DATA SHOWN
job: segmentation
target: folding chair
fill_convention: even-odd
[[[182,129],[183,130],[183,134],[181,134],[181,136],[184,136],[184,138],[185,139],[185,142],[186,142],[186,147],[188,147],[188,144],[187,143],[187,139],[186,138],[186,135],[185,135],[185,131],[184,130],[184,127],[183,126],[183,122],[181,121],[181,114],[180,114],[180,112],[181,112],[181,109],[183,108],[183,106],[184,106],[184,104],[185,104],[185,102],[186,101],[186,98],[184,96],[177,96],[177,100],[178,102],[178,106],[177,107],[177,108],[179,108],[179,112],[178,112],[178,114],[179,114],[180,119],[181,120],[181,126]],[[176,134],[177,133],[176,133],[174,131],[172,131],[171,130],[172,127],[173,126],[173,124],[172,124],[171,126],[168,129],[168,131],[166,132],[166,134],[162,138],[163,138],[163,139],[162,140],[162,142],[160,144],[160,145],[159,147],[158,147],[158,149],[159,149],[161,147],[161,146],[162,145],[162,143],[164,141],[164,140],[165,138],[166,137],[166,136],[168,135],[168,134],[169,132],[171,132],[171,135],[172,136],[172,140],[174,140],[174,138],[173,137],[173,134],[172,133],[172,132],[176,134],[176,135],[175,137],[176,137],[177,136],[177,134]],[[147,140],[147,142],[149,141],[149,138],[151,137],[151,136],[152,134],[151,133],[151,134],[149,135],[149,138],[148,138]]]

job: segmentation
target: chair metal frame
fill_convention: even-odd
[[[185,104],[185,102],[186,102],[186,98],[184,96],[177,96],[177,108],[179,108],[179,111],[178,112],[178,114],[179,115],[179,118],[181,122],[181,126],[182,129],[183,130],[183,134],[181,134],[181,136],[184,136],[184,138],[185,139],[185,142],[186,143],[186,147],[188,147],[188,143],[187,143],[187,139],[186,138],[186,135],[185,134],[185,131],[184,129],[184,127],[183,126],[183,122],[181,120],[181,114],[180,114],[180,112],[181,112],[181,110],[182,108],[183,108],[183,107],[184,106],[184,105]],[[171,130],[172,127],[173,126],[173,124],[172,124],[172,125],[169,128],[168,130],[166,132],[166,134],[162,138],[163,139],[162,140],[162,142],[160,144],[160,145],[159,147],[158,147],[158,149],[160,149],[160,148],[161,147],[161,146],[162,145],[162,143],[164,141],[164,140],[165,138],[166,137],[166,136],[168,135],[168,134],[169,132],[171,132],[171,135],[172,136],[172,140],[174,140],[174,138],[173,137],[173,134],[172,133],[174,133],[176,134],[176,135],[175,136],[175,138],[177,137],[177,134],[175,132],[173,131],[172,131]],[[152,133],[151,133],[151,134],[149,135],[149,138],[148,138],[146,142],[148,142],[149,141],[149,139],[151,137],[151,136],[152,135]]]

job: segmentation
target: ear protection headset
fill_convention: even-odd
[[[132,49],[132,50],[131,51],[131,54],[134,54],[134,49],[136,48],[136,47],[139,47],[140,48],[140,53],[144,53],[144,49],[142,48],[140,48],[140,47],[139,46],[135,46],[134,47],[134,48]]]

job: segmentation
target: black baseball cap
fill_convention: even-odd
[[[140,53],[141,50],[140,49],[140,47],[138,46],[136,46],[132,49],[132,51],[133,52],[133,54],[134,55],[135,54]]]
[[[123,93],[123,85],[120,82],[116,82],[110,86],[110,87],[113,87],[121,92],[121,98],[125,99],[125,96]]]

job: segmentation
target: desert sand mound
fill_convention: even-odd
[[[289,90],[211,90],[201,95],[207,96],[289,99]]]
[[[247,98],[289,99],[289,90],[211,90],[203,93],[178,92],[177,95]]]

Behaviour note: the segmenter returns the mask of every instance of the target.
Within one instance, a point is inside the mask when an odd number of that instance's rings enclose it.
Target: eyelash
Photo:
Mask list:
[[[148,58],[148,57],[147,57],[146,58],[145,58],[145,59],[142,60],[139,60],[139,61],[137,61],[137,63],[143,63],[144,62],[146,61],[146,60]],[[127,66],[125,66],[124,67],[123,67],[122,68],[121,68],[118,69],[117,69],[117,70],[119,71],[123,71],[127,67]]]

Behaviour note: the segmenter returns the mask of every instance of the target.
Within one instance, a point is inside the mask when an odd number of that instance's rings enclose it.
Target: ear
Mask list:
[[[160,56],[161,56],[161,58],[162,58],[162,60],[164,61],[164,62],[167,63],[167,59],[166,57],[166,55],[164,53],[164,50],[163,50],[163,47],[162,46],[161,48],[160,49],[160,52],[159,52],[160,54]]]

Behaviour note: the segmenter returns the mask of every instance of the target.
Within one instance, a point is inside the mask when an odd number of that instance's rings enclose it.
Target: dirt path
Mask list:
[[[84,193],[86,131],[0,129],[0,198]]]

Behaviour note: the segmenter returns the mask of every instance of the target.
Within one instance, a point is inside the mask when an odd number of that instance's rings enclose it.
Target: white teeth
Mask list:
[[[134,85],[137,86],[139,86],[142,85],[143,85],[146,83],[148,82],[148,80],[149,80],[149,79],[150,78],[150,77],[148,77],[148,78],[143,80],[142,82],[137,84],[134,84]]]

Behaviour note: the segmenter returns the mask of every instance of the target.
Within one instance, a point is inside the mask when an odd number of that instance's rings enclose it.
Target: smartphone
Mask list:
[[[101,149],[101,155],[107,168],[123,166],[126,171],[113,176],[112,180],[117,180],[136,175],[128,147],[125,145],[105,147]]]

PROBLEM
Find every line in the entries above that contains the string "chair", and copy each of those lines.

SOLUTION FOR THIS PROBLEM
target: folding chair
target: chair metal frame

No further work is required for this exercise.